# EXERCISE BRIEF
Every line holding the string "water" should be copied from the listing.
━━━━━━━━━━━━━━━━━━━━━━━━━━━━━━
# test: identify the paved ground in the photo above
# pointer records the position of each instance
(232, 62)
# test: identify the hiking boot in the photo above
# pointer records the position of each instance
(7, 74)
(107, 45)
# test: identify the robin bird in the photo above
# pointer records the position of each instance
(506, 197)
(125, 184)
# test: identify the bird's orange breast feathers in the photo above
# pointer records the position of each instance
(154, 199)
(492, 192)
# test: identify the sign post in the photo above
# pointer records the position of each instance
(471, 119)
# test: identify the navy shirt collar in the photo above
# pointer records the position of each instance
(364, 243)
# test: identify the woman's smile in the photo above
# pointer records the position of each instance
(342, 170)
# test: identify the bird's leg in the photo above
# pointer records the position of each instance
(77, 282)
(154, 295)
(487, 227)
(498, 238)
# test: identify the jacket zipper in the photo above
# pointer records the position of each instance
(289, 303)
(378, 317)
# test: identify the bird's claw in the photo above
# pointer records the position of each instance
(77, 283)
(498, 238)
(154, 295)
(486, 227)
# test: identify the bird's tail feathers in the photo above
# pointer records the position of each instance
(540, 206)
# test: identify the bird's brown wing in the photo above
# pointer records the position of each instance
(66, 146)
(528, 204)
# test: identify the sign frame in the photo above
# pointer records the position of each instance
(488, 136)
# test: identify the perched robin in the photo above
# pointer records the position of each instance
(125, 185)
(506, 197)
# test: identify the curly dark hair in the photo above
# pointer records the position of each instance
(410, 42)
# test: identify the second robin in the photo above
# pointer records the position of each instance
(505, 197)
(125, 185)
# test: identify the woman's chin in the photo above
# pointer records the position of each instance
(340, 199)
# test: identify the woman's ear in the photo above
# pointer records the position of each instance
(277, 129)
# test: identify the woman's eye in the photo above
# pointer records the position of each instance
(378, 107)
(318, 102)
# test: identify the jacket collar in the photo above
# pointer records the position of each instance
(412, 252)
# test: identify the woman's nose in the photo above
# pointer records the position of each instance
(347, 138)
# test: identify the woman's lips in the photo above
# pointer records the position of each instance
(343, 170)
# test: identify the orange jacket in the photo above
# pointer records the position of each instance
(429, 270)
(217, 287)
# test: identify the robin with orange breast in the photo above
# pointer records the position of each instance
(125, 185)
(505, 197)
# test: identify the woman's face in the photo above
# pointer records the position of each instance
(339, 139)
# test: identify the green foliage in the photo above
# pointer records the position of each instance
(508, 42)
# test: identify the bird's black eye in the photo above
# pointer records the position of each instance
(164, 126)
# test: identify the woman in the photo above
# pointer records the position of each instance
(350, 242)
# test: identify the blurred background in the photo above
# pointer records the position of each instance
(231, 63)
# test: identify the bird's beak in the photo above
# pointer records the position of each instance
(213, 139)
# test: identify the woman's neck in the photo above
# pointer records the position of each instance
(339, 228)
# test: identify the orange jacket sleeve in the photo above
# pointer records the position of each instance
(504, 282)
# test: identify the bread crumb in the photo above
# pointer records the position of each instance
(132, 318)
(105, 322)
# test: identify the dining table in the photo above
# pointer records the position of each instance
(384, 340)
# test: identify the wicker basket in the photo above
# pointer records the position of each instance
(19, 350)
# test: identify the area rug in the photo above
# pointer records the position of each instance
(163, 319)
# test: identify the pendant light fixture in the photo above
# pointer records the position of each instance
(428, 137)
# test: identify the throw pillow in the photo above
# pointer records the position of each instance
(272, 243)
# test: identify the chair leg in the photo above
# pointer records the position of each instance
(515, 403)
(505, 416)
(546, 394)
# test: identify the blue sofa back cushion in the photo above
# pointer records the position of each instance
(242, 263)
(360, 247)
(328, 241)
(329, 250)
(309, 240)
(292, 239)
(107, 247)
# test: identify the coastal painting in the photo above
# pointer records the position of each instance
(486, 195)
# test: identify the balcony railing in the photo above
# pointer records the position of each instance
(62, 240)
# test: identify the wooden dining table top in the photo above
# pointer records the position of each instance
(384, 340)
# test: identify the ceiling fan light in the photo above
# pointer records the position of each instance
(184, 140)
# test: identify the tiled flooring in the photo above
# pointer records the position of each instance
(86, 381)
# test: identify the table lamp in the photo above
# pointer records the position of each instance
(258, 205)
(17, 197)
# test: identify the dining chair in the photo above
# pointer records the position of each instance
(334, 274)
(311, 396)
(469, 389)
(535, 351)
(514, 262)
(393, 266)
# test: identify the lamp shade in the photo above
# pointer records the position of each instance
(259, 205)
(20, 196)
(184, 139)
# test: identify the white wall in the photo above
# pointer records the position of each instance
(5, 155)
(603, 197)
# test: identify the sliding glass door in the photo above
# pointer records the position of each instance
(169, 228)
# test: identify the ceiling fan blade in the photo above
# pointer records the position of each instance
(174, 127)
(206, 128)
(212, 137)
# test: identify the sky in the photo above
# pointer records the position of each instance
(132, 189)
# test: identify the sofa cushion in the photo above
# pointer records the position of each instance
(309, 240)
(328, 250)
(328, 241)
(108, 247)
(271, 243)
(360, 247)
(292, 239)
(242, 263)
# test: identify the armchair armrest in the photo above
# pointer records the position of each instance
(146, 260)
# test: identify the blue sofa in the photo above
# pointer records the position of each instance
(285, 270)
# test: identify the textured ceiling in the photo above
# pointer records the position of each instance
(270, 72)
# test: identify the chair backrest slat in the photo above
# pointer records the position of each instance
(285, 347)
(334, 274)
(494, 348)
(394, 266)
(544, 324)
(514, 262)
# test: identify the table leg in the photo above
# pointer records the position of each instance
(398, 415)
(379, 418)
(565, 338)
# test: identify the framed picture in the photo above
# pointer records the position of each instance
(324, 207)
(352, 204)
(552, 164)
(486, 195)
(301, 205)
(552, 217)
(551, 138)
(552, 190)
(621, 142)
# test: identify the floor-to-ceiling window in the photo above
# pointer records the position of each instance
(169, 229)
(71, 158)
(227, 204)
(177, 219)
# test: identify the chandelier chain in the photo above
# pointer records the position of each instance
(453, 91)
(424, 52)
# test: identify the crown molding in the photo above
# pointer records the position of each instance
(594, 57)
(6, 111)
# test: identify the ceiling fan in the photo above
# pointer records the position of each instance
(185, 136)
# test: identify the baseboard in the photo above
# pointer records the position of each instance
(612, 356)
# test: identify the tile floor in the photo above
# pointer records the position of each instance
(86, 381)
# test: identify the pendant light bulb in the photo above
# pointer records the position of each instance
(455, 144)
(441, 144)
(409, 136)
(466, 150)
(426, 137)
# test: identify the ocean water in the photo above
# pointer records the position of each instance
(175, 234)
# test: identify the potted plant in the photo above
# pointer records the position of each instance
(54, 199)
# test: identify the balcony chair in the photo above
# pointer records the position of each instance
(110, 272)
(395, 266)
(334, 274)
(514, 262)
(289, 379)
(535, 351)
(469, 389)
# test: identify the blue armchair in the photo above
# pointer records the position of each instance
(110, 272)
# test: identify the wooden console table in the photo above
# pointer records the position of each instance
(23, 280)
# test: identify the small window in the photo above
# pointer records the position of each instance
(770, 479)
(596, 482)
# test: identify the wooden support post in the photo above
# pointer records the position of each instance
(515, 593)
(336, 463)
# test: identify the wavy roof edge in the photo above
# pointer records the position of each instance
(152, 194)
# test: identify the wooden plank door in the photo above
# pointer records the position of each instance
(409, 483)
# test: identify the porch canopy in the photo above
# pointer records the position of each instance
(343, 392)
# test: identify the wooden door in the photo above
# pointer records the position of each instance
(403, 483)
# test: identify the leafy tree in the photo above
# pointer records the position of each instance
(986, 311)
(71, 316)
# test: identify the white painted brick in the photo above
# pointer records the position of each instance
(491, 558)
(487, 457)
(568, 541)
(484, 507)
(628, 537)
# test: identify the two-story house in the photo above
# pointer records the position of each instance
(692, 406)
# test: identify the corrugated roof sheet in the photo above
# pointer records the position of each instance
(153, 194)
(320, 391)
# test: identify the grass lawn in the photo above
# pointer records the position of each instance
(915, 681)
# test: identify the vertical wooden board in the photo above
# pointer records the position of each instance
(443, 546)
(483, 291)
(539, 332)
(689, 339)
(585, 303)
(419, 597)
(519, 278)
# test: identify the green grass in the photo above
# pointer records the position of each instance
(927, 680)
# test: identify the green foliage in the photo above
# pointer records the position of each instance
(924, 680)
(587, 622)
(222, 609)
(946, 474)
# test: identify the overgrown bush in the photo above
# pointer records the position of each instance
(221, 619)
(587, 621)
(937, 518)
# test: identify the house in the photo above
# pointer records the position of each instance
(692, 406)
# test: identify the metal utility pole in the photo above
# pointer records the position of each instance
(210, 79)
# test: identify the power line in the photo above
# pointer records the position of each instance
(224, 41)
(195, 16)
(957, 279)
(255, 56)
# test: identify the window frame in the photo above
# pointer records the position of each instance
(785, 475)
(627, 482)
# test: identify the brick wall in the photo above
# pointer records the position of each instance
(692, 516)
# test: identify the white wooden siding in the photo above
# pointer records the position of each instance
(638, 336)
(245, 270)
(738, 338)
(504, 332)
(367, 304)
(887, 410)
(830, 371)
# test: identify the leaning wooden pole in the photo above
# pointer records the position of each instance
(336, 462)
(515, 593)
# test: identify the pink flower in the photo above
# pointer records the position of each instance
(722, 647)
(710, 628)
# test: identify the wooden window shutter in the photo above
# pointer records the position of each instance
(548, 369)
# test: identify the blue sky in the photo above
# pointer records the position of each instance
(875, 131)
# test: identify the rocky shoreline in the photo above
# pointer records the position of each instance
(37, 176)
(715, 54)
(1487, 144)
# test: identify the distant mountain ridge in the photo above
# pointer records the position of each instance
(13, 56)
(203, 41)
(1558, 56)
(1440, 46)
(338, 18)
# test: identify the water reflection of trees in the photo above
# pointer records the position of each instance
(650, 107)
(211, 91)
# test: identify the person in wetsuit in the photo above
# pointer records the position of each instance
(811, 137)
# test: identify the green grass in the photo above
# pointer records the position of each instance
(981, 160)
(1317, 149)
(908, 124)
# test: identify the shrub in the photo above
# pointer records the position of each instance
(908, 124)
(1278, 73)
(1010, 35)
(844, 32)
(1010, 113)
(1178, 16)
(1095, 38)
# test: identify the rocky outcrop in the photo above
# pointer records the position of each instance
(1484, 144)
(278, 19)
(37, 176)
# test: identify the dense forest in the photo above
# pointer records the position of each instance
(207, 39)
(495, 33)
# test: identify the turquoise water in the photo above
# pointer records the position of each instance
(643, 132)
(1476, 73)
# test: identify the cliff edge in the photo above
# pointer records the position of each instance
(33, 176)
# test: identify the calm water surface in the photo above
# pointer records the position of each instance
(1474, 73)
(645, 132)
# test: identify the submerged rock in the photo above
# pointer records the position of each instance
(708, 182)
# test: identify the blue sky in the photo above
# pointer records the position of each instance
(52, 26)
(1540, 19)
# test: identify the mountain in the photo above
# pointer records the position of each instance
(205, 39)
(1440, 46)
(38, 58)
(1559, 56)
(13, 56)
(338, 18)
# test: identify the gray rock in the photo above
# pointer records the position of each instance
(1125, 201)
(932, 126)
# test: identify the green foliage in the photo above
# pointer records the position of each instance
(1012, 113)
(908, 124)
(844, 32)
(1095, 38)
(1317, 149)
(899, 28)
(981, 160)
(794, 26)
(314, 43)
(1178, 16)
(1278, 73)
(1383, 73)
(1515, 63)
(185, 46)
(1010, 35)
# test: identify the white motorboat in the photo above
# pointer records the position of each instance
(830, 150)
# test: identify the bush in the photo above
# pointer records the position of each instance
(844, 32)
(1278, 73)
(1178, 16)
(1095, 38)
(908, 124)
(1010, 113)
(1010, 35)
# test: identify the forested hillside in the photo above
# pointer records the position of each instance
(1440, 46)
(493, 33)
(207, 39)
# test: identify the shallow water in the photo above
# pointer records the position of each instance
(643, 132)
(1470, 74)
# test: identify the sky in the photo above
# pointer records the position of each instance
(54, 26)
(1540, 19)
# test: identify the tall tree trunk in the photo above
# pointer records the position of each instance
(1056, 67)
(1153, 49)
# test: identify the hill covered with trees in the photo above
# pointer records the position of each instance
━━━━━━━━━━━━━━━━━━━━━━━━━━━━━━
# SOLUTION TO THIS TASK
# test: identify the ocean water in the photo above
# test: identify the water reflection of trees in the photo above
# test: identify the turquoise water in the photo above
# test: identify the calm water surface in the photo above
# test: identify the shallow water in the photo above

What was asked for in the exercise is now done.